§ The request
How many lines in the records below contain the word "railing"? Reply with the number alone.

§ Provided records
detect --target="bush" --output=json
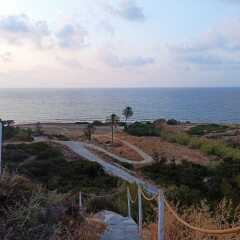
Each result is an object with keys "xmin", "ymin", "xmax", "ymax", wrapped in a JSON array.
[
  {"xmin": 167, "ymin": 119, "xmax": 179, "ymax": 125},
  {"xmin": 3, "ymin": 126, "xmax": 33, "ymax": 142},
  {"xmin": 0, "ymin": 173, "xmax": 65, "ymax": 240},
  {"xmin": 189, "ymin": 124, "xmax": 228, "ymax": 136},
  {"xmin": 125, "ymin": 122, "xmax": 160, "ymax": 137},
  {"xmin": 92, "ymin": 120, "xmax": 105, "ymax": 126},
  {"xmin": 3, "ymin": 143, "xmax": 120, "ymax": 193},
  {"xmin": 175, "ymin": 133, "xmax": 191, "ymax": 146}
]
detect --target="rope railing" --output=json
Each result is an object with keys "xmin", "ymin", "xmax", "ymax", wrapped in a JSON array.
[
  {"xmin": 62, "ymin": 185, "xmax": 240, "ymax": 240},
  {"xmin": 164, "ymin": 199, "xmax": 240, "ymax": 235}
]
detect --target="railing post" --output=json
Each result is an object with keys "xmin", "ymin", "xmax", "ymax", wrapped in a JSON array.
[
  {"xmin": 158, "ymin": 191, "xmax": 165, "ymax": 240},
  {"xmin": 138, "ymin": 185, "xmax": 142, "ymax": 237},
  {"xmin": 0, "ymin": 119, "xmax": 3, "ymax": 176},
  {"xmin": 127, "ymin": 188, "xmax": 132, "ymax": 218},
  {"xmin": 79, "ymin": 192, "xmax": 83, "ymax": 212}
]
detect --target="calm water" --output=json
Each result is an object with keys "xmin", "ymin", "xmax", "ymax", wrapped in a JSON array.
[{"xmin": 0, "ymin": 88, "xmax": 240, "ymax": 122}]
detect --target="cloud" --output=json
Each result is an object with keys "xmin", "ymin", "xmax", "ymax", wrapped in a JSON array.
[
  {"xmin": 0, "ymin": 14, "xmax": 50, "ymax": 45},
  {"xmin": 56, "ymin": 56, "xmax": 83, "ymax": 69},
  {"xmin": 0, "ymin": 52, "xmax": 12, "ymax": 63},
  {"xmin": 56, "ymin": 24, "xmax": 89, "ymax": 49},
  {"xmin": 103, "ymin": 53, "xmax": 155, "ymax": 68},
  {"xmin": 106, "ymin": 0, "xmax": 146, "ymax": 22},
  {"xmin": 169, "ymin": 20, "xmax": 240, "ymax": 69}
]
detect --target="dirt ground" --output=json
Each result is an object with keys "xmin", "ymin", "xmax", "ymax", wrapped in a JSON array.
[
  {"xmin": 18, "ymin": 123, "xmax": 121, "ymax": 140},
  {"xmin": 93, "ymin": 134, "xmax": 143, "ymax": 161},
  {"xmin": 20, "ymin": 123, "xmax": 210, "ymax": 165},
  {"xmin": 117, "ymin": 133, "xmax": 210, "ymax": 165}
]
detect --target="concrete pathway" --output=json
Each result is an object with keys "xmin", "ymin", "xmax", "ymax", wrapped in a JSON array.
[
  {"xmin": 58, "ymin": 141, "xmax": 159, "ymax": 193},
  {"xmin": 98, "ymin": 211, "xmax": 140, "ymax": 240},
  {"xmin": 81, "ymin": 140, "xmax": 153, "ymax": 165}
]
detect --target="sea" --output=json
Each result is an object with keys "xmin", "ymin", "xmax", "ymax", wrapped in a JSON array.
[{"xmin": 0, "ymin": 88, "xmax": 240, "ymax": 123}]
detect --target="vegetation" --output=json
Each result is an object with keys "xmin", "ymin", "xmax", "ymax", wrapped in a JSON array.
[
  {"xmin": 84, "ymin": 124, "xmax": 96, "ymax": 141},
  {"xmin": 125, "ymin": 122, "xmax": 160, "ymax": 137},
  {"xmin": 123, "ymin": 106, "xmax": 133, "ymax": 123},
  {"xmin": 3, "ymin": 125, "xmax": 33, "ymax": 142},
  {"xmin": 107, "ymin": 113, "xmax": 119, "ymax": 144},
  {"xmin": 189, "ymin": 123, "xmax": 229, "ymax": 136},
  {"xmin": 167, "ymin": 119, "xmax": 179, "ymax": 125},
  {"xmin": 0, "ymin": 173, "xmax": 104, "ymax": 240},
  {"xmin": 3, "ymin": 143, "xmax": 119, "ymax": 193}
]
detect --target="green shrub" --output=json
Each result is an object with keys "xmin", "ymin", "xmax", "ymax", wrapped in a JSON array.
[
  {"xmin": 3, "ymin": 143, "xmax": 120, "ymax": 193},
  {"xmin": 175, "ymin": 133, "xmax": 191, "ymax": 146},
  {"xmin": 167, "ymin": 119, "xmax": 179, "ymax": 125},
  {"xmin": 3, "ymin": 126, "xmax": 33, "ymax": 142},
  {"xmin": 125, "ymin": 122, "xmax": 160, "ymax": 137},
  {"xmin": 189, "ymin": 124, "xmax": 228, "ymax": 136}
]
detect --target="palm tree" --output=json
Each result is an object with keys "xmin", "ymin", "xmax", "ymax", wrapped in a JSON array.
[
  {"xmin": 84, "ymin": 124, "xmax": 95, "ymax": 141},
  {"xmin": 107, "ymin": 113, "xmax": 120, "ymax": 143},
  {"xmin": 122, "ymin": 106, "xmax": 133, "ymax": 123}
]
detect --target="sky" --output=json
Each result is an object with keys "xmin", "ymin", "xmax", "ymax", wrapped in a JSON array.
[{"xmin": 0, "ymin": 0, "xmax": 240, "ymax": 88}]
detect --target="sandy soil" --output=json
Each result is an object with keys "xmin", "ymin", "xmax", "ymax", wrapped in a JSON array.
[
  {"xmin": 117, "ymin": 133, "xmax": 210, "ymax": 165},
  {"xmin": 20, "ymin": 123, "xmax": 210, "ymax": 165},
  {"xmin": 93, "ymin": 134, "xmax": 143, "ymax": 161},
  {"xmin": 18, "ymin": 123, "xmax": 121, "ymax": 140}
]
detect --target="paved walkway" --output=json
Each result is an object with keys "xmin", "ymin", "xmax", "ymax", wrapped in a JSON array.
[
  {"xmin": 58, "ymin": 141, "xmax": 159, "ymax": 193},
  {"xmin": 98, "ymin": 211, "xmax": 140, "ymax": 240}
]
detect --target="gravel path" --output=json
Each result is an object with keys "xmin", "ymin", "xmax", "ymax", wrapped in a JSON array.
[
  {"xmin": 58, "ymin": 141, "xmax": 159, "ymax": 193},
  {"xmin": 98, "ymin": 211, "xmax": 140, "ymax": 240},
  {"xmin": 81, "ymin": 140, "xmax": 153, "ymax": 165}
]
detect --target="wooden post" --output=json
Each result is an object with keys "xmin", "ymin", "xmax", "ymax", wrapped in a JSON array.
[
  {"xmin": 138, "ymin": 185, "xmax": 142, "ymax": 237},
  {"xmin": 150, "ymin": 223, "xmax": 157, "ymax": 240},
  {"xmin": 79, "ymin": 192, "xmax": 83, "ymax": 212},
  {"xmin": 0, "ymin": 122, "xmax": 3, "ymax": 176},
  {"xmin": 127, "ymin": 188, "xmax": 132, "ymax": 218},
  {"xmin": 158, "ymin": 191, "xmax": 165, "ymax": 240}
]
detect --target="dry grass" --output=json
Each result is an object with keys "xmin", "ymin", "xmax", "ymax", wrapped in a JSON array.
[
  {"xmin": 0, "ymin": 173, "xmax": 105, "ymax": 240},
  {"xmin": 117, "ymin": 133, "xmax": 209, "ymax": 165},
  {"xmin": 94, "ymin": 135, "xmax": 143, "ymax": 161},
  {"xmin": 143, "ymin": 200, "xmax": 240, "ymax": 240}
]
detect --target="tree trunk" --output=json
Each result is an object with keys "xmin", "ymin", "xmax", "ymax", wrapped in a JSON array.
[{"xmin": 112, "ymin": 123, "xmax": 113, "ymax": 144}]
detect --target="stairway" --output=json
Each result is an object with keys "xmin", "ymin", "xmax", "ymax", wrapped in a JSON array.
[{"xmin": 97, "ymin": 211, "xmax": 140, "ymax": 240}]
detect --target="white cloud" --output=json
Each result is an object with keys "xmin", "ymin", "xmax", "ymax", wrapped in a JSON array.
[
  {"xmin": 169, "ymin": 20, "xmax": 240, "ymax": 70},
  {"xmin": 0, "ymin": 14, "xmax": 50, "ymax": 45},
  {"xmin": 103, "ymin": 52, "xmax": 155, "ymax": 68},
  {"xmin": 0, "ymin": 52, "xmax": 12, "ymax": 63},
  {"xmin": 106, "ymin": 0, "xmax": 146, "ymax": 22},
  {"xmin": 56, "ymin": 24, "xmax": 89, "ymax": 49}
]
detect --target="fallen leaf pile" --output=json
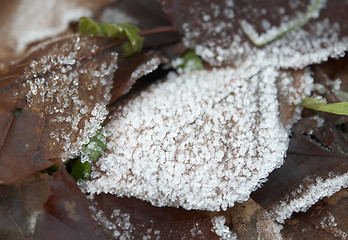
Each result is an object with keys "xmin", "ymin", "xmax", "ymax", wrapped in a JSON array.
[{"xmin": 0, "ymin": 0, "xmax": 348, "ymax": 240}]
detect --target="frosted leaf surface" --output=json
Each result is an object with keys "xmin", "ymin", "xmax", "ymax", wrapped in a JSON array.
[
  {"xmin": 0, "ymin": 35, "xmax": 117, "ymax": 184},
  {"xmin": 251, "ymin": 116, "xmax": 348, "ymax": 222},
  {"xmin": 0, "ymin": 0, "xmax": 109, "ymax": 55},
  {"xmin": 161, "ymin": 0, "xmax": 348, "ymax": 68},
  {"xmin": 110, "ymin": 50, "xmax": 167, "ymax": 103},
  {"xmin": 83, "ymin": 68, "xmax": 294, "ymax": 210},
  {"xmin": 270, "ymin": 173, "xmax": 348, "ymax": 223},
  {"xmin": 211, "ymin": 216, "xmax": 237, "ymax": 240},
  {"xmin": 20, "ymin": 36, "xmax": 117, "ymax": 160}
]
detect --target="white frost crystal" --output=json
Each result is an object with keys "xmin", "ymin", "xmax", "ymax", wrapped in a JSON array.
[
  {"xmin": 270, "ymin": 173, "xmax": 348, "ymax": 223},
  {"xmin": 81, "ymin": 68, "xmax": 288, "ymax": 210}
]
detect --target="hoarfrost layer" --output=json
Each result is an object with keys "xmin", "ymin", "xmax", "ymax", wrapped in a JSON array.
[
  {"xmin": 211, "ymin": 216, "xmax": 237, "ymax": 240},
  {"xmin": 9, "ymin": 0, "xmax": 92, "ymax": 52},
  {"xmin": 17, "ymin": 35, "xmax": 117, "ymax": 160},
  {"xmin": 173, "ymin": 1, "xmax": 348, "ymax": 68},
  {"xmin": 82, "ymin": 68, "xmax": 288, "ymax": 210},
  {"xmin": 270, "ymin": 173, "xmax": 348, "ymax": 223}
]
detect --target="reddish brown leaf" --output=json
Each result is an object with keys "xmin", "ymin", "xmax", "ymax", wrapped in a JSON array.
[
  {"xmin": 0, "ymin": 35, "xmax": 117, "ymax": 183},
  {"xmin": 231, "ymin": 198, "xmax": 281, "ymax": 240},
  {"xmin": 0, "ymin": 174, "xmax": 49, "ymax": 240},
  {"xmin": 0, "ymin": 0, "xmax": 110, "ymax": 63},
  {"xmin": 35, "ymin": 168, "xmax": 106, "ymax": 240},
  {"xmin": 160, "ymin": 0, "xmax": 348, "ymax": 68},
  {"xmin": 282, "ymin": 189, "xmax": 348, "ymax": 240},
  {"xmin": 251, "ymin": 118, "xmax": 348, "ymax": 221},
  {"xmin": 92, "ymin": 194, "xmax": 219, "ymax": 239}
]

§ Answer in full
2